*TASK TO COMPLETE*. The lines to copy are those with "polo" in them. Pull each one from the entries below.

[Items from a dataset]
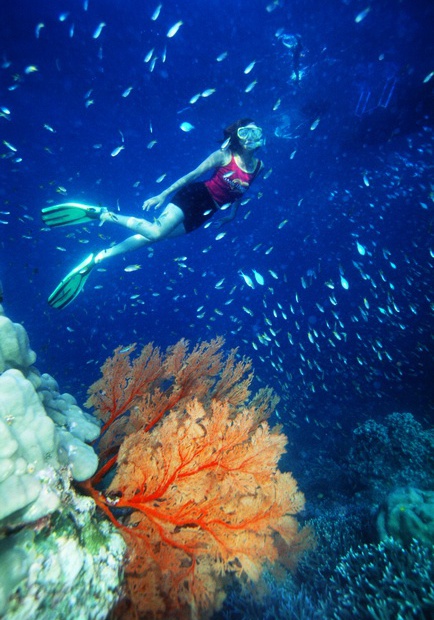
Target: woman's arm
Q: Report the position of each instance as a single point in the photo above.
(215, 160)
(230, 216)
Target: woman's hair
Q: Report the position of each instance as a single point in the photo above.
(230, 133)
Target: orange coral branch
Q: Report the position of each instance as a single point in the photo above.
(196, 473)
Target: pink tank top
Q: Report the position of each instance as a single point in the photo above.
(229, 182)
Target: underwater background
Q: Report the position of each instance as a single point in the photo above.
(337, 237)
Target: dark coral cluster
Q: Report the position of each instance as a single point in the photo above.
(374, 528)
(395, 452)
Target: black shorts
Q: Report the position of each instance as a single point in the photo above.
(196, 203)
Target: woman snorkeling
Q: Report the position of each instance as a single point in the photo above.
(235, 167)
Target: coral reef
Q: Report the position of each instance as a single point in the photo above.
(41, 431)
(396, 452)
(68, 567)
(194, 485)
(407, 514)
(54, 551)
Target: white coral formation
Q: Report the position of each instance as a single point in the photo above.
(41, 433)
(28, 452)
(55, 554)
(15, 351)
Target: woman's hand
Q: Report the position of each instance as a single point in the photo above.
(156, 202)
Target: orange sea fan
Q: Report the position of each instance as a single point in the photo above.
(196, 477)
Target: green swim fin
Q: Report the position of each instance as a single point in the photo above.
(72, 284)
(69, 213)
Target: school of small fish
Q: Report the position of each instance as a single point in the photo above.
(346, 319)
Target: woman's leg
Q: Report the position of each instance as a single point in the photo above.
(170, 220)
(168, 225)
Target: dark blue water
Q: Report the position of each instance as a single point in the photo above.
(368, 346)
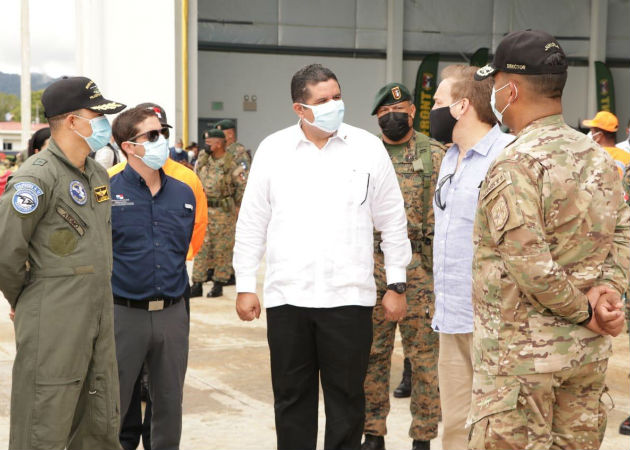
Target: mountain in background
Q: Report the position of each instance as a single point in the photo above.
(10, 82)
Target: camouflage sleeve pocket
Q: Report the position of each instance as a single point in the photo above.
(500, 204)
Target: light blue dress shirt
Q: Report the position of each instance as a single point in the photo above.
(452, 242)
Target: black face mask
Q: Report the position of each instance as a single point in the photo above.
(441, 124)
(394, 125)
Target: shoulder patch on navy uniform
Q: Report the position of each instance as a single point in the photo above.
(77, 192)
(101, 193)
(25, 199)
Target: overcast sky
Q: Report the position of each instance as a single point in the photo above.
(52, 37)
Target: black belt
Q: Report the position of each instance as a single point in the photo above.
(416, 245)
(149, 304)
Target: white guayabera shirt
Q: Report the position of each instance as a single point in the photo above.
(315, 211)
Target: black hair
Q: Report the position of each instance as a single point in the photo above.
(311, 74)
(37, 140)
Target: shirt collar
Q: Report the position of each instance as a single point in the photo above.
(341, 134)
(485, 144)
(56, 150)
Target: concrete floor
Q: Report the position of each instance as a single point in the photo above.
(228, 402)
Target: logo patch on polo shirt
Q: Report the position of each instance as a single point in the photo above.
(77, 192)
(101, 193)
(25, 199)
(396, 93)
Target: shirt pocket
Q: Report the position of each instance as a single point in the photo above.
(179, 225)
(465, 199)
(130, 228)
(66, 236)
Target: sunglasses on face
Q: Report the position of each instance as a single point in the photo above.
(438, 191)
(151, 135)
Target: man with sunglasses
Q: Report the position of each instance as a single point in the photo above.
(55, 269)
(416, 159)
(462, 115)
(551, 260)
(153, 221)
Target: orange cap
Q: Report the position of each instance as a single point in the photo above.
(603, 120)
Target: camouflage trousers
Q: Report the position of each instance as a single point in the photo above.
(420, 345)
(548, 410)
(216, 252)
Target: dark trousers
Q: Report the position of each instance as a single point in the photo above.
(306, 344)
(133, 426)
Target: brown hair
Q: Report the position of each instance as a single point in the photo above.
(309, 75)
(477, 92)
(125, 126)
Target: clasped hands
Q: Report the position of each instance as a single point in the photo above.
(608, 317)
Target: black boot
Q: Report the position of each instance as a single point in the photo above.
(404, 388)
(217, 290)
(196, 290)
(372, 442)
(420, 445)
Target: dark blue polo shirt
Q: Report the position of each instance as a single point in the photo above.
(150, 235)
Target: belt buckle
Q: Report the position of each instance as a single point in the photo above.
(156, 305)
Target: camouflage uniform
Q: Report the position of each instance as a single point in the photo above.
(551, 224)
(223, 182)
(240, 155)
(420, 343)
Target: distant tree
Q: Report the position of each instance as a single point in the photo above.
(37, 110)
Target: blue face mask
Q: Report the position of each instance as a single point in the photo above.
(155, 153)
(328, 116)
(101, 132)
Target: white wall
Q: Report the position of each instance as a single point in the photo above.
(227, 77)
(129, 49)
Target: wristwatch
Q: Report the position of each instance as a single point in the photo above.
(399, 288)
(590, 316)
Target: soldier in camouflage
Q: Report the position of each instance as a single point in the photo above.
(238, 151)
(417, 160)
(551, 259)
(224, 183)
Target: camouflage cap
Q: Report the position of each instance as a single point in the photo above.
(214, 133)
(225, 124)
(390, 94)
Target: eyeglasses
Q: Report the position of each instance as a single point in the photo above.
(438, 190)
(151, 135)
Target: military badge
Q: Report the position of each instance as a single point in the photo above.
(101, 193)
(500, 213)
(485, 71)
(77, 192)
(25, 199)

*EXERCISE RESPONSE*.
Target: logo patch on polo shirt
Target: dark blue polo shirt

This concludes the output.